▸ **WORK REQUIRED**: Pick out every line of the records below that contains the string "bowl", treating uppercase and lowercase letters as distinct, and copy each such line.

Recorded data
>> Start

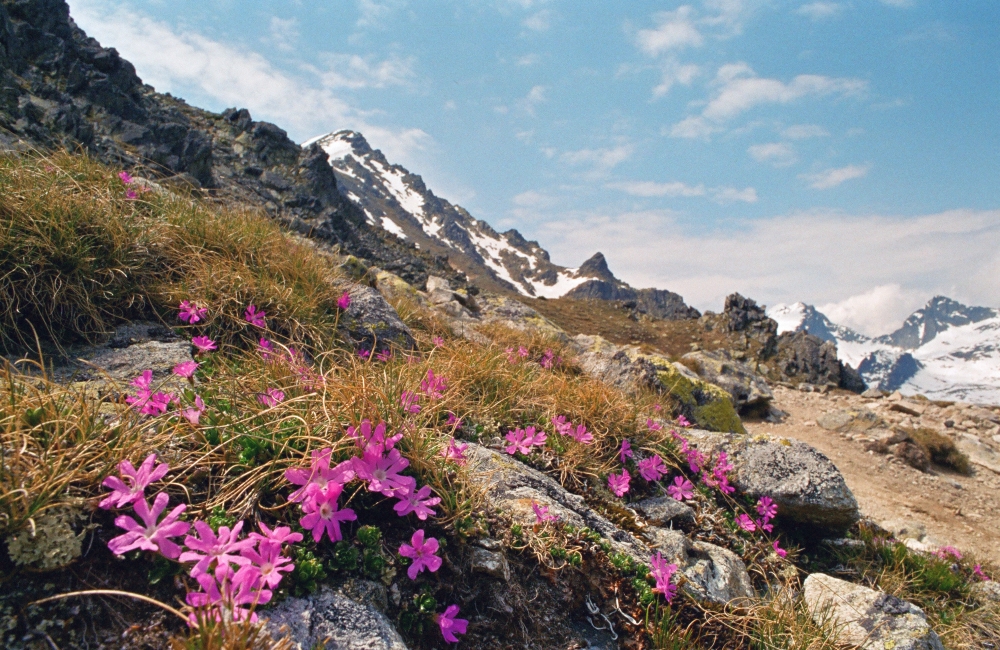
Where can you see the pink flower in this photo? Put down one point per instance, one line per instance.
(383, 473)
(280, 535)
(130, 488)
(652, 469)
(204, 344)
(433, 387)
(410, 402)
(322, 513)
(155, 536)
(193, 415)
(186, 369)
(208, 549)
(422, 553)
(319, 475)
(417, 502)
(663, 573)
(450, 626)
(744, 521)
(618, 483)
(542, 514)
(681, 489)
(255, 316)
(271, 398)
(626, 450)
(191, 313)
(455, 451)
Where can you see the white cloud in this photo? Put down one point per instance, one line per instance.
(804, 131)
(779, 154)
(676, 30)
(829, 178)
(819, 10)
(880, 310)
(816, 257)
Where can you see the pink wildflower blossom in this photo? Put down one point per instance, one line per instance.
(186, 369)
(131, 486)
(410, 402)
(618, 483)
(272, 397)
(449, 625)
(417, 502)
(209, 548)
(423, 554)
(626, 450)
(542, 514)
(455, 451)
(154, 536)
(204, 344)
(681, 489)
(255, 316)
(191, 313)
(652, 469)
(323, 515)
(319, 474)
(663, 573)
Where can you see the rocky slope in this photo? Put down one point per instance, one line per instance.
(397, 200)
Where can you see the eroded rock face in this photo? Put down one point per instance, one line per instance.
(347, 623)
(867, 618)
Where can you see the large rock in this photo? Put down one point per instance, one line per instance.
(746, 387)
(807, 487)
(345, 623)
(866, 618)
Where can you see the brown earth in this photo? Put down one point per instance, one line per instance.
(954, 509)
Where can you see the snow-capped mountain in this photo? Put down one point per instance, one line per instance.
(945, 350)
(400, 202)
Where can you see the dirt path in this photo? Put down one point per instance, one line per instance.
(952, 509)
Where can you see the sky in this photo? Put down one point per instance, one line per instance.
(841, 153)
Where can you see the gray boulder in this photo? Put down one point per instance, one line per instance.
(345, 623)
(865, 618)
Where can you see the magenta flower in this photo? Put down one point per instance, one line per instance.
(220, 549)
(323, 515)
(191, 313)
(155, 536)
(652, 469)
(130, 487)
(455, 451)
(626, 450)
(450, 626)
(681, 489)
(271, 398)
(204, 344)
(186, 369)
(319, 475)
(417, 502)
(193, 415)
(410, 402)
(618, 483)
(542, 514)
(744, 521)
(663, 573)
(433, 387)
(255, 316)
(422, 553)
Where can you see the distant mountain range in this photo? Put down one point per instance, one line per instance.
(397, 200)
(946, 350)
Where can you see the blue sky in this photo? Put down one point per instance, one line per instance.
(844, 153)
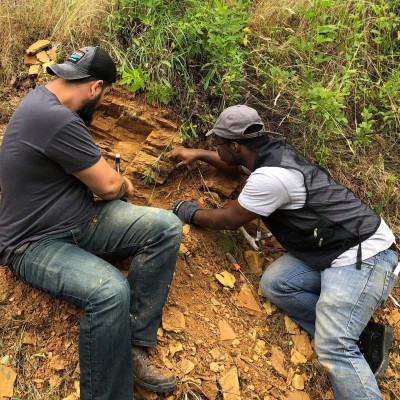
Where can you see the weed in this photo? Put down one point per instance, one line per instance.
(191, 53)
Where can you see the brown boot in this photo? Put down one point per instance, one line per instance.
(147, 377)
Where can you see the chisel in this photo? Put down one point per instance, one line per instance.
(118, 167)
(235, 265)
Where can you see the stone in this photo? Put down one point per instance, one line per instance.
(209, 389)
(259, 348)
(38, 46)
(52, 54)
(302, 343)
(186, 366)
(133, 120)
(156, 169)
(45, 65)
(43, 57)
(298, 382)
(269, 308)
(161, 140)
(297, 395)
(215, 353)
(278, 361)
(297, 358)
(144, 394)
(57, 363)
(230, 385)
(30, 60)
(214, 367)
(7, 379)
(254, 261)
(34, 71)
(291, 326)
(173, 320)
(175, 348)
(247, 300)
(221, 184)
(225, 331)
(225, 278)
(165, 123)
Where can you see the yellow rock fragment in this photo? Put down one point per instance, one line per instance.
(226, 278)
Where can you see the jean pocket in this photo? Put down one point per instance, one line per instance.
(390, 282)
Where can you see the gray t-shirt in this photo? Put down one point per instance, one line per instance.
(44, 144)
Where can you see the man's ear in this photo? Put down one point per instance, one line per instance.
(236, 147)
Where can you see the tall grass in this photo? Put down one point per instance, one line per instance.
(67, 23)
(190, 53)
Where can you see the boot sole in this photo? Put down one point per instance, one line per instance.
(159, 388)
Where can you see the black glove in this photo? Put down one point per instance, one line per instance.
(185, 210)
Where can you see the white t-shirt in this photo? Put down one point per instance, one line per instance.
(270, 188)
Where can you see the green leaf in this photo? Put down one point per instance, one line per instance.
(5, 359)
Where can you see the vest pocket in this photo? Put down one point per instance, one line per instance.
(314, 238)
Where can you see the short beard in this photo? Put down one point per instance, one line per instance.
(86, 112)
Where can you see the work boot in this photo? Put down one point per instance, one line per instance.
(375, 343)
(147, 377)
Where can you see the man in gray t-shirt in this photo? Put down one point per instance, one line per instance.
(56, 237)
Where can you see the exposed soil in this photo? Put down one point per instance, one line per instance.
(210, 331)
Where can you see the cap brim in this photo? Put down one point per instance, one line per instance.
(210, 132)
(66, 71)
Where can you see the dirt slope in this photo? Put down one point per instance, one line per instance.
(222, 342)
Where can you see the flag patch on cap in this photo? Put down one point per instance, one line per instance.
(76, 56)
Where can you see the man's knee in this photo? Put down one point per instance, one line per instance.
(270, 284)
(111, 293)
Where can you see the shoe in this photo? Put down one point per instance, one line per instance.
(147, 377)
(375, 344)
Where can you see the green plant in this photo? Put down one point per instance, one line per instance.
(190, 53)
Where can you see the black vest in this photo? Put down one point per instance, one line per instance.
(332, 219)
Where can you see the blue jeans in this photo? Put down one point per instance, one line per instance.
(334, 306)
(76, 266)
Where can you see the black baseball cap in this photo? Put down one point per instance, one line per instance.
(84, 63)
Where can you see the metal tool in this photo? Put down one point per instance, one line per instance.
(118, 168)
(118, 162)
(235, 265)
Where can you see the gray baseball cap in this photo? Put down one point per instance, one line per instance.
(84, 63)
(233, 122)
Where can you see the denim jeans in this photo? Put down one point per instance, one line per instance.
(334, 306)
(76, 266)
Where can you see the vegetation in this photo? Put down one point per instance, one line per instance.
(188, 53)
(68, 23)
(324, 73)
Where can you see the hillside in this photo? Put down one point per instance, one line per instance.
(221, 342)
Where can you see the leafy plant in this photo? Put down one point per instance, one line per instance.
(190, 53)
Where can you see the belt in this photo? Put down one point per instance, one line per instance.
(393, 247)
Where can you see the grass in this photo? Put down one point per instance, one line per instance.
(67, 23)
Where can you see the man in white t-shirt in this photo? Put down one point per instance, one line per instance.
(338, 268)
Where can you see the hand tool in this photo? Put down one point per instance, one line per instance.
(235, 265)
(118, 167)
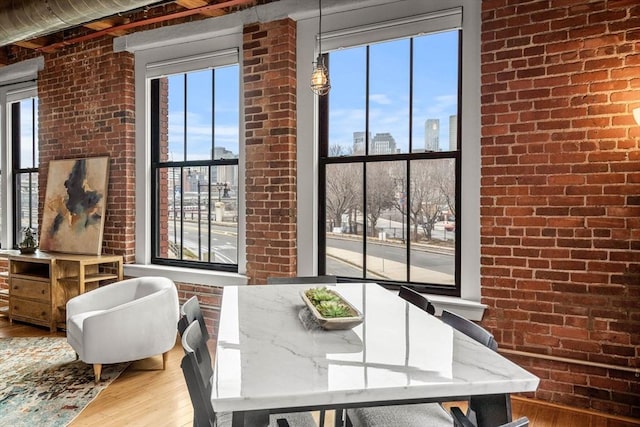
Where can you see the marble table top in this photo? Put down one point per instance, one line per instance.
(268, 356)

>> End
>> Start

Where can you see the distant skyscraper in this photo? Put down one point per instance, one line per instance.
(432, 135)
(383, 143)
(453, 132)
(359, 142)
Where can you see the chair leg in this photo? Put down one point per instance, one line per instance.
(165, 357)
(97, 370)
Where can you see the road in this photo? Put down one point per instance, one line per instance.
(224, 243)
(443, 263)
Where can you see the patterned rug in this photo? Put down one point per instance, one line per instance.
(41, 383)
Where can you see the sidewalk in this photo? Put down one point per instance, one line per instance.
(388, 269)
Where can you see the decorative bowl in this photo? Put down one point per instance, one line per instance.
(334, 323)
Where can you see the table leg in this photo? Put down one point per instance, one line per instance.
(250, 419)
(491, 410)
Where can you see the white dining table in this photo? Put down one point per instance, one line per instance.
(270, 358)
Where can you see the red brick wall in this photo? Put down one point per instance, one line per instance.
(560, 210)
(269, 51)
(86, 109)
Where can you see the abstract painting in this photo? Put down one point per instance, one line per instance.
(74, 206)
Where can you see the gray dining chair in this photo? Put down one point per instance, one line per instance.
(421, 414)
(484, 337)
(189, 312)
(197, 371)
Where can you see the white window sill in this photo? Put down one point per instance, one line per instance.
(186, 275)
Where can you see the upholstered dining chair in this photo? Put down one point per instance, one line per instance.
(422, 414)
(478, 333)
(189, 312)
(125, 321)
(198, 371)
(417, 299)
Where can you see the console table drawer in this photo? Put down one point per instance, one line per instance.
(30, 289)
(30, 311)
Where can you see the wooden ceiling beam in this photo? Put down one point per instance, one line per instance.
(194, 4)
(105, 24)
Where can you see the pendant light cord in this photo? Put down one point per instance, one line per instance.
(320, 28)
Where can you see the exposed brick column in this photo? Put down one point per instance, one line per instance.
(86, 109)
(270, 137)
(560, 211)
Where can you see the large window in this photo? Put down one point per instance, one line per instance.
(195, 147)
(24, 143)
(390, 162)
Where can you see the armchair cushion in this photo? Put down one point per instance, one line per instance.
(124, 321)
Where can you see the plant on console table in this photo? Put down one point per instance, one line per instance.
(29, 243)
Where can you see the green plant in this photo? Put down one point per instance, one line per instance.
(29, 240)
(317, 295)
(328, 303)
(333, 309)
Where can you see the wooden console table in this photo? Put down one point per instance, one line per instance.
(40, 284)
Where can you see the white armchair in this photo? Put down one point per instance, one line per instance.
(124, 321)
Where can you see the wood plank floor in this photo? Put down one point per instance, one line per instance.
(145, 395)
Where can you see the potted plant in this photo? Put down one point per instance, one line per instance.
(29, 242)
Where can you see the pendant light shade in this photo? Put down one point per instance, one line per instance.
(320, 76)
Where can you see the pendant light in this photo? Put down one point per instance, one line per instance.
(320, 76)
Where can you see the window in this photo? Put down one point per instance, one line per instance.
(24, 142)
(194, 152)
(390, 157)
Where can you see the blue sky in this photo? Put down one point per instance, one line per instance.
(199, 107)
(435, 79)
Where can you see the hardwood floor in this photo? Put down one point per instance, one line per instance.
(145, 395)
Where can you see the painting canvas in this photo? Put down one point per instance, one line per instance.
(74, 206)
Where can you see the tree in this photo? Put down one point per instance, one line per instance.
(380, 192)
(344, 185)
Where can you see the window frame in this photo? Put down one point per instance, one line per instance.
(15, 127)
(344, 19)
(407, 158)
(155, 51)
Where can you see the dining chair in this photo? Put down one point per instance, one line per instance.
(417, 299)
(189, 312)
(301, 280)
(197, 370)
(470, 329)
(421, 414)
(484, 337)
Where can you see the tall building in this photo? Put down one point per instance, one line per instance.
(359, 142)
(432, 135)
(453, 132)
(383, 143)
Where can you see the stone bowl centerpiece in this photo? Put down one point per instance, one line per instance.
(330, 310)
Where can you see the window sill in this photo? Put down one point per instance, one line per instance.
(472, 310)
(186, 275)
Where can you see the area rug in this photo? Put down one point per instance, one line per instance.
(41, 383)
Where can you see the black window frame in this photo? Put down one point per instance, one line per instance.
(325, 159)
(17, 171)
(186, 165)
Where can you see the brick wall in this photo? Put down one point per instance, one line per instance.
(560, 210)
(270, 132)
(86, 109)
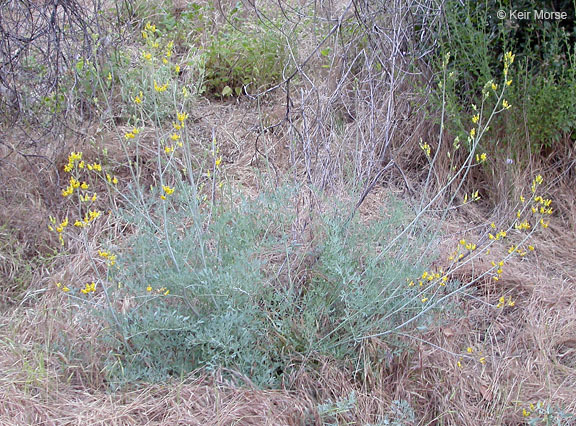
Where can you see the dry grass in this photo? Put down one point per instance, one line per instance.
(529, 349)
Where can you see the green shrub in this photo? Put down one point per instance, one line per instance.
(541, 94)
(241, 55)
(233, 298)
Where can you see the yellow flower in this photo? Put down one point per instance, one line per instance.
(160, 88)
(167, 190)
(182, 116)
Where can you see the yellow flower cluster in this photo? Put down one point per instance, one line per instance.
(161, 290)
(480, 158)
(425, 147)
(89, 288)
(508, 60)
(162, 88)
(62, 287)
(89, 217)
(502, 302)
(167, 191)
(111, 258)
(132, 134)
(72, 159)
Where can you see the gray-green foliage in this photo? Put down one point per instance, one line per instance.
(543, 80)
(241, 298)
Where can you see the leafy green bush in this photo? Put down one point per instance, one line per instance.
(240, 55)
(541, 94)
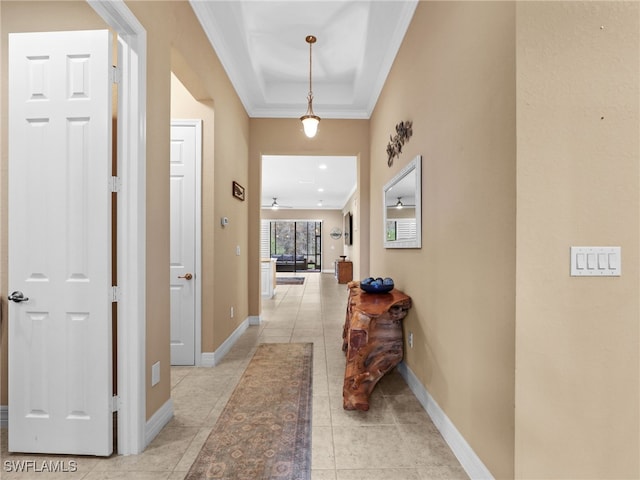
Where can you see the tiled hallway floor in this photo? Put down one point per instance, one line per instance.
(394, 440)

>> End
>> Start

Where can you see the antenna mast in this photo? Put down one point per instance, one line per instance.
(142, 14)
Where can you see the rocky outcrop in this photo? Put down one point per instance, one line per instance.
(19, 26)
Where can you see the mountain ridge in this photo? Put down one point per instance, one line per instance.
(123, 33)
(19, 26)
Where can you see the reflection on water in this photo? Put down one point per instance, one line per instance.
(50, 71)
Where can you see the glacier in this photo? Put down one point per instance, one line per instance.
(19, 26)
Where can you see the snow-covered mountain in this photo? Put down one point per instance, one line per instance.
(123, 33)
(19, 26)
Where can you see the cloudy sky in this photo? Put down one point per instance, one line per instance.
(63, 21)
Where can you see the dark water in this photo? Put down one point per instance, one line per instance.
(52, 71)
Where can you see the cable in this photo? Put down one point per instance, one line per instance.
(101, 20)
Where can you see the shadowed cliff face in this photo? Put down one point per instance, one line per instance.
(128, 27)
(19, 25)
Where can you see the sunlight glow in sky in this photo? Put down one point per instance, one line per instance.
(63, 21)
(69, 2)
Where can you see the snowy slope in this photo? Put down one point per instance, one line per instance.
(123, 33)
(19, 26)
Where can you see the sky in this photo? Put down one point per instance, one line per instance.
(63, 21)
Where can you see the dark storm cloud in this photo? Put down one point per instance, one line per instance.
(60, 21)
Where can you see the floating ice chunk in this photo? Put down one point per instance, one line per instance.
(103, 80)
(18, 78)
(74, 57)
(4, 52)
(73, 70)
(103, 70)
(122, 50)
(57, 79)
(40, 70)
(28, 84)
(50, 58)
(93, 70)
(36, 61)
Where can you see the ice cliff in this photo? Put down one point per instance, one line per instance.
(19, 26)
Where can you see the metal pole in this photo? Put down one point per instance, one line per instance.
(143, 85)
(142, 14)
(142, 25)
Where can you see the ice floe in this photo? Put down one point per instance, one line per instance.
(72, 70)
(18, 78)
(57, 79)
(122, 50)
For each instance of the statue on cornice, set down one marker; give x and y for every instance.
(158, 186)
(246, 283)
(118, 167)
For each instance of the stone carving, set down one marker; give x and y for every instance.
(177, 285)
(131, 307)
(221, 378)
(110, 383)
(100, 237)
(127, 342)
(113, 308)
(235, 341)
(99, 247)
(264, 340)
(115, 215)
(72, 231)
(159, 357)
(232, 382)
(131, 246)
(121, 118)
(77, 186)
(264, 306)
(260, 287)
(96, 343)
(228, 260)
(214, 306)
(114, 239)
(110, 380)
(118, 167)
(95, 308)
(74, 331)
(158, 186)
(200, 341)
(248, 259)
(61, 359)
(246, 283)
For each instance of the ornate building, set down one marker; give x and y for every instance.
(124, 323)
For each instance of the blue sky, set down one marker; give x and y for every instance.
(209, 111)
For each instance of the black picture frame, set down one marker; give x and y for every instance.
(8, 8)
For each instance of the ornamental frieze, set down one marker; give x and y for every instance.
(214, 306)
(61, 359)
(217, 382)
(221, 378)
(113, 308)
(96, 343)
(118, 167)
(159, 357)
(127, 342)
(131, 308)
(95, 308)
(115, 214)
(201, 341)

>> End

▸ **SOLUTION TO THIS TASK**:
Where can you see the decorative bowl in this photo? Put down one point per instance, one line per instance.
Where can you see the stone bowl centerpiece in this photo? Put down one point per instance, one line per instance.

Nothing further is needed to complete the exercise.